• Votre tâche: Rédigez la suite du récit sur l'annonce du cancer du père, en reprenant juste après sa dernière phrase.
== Extrait fourni ==
Live and let die
Il y a des jours que l’on n’oublie pas…
Le 25 janvier 2013, mon père m’annonce qu’il a un cancer.
Le mot est lancé.
Vous avez vu le pouvoir de ce mot ?
J’écris cancer. Vous entendez drame, chimiothérapie, pronostic vital. Vous voyez des têtes sans cheveux, des visages boursoufflés, des couloirs d’hôpital aux lumières jaunes et des patients tellement maigres qu’ils en sont devenus transparents. C’est toute une série de projections, agglomérat d’histoires entendues, lues ou vécues qui défilent à l’annonce de ce mot. Un mot cauchemar.
Le 25 janvier 2013, ce mot est entré dans ma vie. J’ai eu besoin plus sur ce nouvel arrivant pour ne pas céder au fantasme et rester éveillée dans ce qui devenait ma réalité.
Après la première consultation, je demande un rendez-vous privé à l’oncologue qui va suivre mon père pour savoir à quoi il faut que je me prépare et obtenir des conseils pour apprendre à l’accompagner.
===
== Données fournies ==
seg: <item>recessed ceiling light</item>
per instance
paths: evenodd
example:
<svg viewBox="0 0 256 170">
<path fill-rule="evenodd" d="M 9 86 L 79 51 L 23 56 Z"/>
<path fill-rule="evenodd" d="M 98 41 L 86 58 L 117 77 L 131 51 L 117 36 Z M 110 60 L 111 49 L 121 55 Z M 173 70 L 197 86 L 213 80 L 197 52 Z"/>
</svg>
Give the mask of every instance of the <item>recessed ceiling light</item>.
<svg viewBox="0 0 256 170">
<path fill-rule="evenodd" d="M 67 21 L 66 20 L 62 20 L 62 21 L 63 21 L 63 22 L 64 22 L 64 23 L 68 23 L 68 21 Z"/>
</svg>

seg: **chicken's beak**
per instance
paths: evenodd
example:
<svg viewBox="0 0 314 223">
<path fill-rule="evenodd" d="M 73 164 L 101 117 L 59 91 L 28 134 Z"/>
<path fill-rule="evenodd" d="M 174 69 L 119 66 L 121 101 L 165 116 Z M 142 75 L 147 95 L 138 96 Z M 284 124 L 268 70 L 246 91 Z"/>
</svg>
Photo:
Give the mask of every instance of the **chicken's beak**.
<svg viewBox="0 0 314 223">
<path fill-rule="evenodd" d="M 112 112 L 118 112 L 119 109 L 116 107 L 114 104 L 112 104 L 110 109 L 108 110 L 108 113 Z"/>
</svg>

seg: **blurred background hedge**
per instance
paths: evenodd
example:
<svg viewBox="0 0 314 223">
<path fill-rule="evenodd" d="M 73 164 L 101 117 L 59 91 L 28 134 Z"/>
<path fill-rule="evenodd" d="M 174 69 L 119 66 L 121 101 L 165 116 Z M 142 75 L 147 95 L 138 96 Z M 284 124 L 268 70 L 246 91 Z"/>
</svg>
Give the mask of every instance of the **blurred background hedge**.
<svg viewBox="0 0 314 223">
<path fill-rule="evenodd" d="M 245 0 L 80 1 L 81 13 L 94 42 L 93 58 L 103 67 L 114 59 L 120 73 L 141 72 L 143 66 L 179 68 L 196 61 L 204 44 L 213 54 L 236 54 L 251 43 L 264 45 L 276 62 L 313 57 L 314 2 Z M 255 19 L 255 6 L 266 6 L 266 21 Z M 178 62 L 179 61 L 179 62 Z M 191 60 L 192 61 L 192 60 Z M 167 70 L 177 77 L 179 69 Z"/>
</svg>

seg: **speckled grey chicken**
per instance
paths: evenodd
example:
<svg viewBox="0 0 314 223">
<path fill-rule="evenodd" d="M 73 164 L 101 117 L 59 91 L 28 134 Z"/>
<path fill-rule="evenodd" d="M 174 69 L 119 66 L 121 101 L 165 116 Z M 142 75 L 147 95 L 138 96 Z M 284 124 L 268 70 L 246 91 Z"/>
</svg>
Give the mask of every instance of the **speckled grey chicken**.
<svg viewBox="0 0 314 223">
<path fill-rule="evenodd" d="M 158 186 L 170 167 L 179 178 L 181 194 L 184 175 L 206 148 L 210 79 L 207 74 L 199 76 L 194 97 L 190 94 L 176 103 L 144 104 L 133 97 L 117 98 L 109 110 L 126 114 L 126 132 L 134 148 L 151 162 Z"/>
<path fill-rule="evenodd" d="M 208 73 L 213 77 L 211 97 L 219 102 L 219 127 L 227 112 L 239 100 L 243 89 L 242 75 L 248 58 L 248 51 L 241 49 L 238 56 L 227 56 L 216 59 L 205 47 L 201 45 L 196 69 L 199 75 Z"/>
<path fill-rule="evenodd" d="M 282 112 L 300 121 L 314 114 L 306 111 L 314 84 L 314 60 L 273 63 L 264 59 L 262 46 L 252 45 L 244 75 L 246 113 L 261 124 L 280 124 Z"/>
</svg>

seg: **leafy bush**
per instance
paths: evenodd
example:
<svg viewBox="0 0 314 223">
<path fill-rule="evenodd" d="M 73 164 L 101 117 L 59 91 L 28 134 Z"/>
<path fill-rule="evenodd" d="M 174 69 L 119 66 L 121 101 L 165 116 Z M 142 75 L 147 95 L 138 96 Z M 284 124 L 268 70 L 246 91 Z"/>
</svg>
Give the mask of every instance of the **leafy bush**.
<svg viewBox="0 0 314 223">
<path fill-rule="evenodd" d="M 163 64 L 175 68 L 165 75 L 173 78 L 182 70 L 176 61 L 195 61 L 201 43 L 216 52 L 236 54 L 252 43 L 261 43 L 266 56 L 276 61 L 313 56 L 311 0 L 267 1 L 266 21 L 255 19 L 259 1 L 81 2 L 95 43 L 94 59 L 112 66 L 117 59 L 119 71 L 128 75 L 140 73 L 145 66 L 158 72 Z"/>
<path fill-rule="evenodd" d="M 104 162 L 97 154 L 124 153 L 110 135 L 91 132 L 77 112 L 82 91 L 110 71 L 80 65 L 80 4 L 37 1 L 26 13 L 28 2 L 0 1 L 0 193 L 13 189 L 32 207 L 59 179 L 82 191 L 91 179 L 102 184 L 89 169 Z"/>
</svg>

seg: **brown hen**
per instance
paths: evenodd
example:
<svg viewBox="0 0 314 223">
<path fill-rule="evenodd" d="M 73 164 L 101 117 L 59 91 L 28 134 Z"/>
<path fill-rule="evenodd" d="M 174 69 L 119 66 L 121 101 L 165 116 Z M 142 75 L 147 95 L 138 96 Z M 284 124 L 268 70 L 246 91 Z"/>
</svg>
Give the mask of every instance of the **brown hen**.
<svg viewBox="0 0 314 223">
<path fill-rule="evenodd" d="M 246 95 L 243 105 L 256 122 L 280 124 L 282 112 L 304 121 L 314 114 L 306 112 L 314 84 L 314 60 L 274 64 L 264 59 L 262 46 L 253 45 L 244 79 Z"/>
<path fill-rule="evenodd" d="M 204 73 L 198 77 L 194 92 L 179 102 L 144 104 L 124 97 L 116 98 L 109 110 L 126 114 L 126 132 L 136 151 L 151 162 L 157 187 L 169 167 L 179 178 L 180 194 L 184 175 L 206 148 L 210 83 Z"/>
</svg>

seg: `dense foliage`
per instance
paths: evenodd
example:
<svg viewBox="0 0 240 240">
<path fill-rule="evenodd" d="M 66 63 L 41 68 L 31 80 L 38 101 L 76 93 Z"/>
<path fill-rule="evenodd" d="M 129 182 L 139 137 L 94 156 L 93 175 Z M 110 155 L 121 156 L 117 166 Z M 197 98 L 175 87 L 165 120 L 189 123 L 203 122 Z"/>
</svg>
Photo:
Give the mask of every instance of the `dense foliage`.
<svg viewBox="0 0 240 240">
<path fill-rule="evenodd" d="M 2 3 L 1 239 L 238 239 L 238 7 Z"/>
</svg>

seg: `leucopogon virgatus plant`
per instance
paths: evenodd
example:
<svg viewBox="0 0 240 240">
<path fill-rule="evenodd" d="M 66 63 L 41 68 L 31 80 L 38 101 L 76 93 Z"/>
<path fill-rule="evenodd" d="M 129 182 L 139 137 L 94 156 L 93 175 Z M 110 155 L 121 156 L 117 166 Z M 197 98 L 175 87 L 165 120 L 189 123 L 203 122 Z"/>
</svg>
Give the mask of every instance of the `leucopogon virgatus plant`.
===
• Réponse rédigée:
Bon, et puis, comme moi aussi, je veux bien qu’on m’accompagne dans cette nouvelle étape de ma vie, je demande à ma mère de me tenir la main.
Arrivées à l’étage auquel on ne voudrait jamais monter, nous patientons dans la salle d’attente.
Promotion sur les perruques. Ils ne manquent pas d’humour…
(Les dialogues internes sont notés entre parenthèses dans le passage qui suit. NDLR)
- Bonjour Madame Bureau
- Bonjour Docteur
(Viens maman on s’en va, tout cela n’existe pas…)
- Vous me suivez ?
(Mais merde c’est vrai alors… ?! Ne pleure pas, respire, regarde des objets concrets.)
- Bonjour Docteur… Je vous ai appelé parce que… voilà… mon père a un cancer et j’ai plusieurs questions à vous poser.
- Je vous écoute
(J’espère bien !)
- … C’est quoi un cancer ?
- Alors…
(Il prend la voix de « Il était une fois la vie » et pour une fois ça en me dérange pas de me sentir infantilisée)
Un cancer c’est un dérèglement cellulaire. Les cellules naissent et meurent chaque jour dans notre corps. Les cellules cancéreuses sont des cellules qui ne meurent pas et qui, de ce fait, perturbent le renouvellement cellulaire, l’organe auquel elles sont liées et petit à petit, le corps entier.
- Un cancer ce sont des cellules éternelles ?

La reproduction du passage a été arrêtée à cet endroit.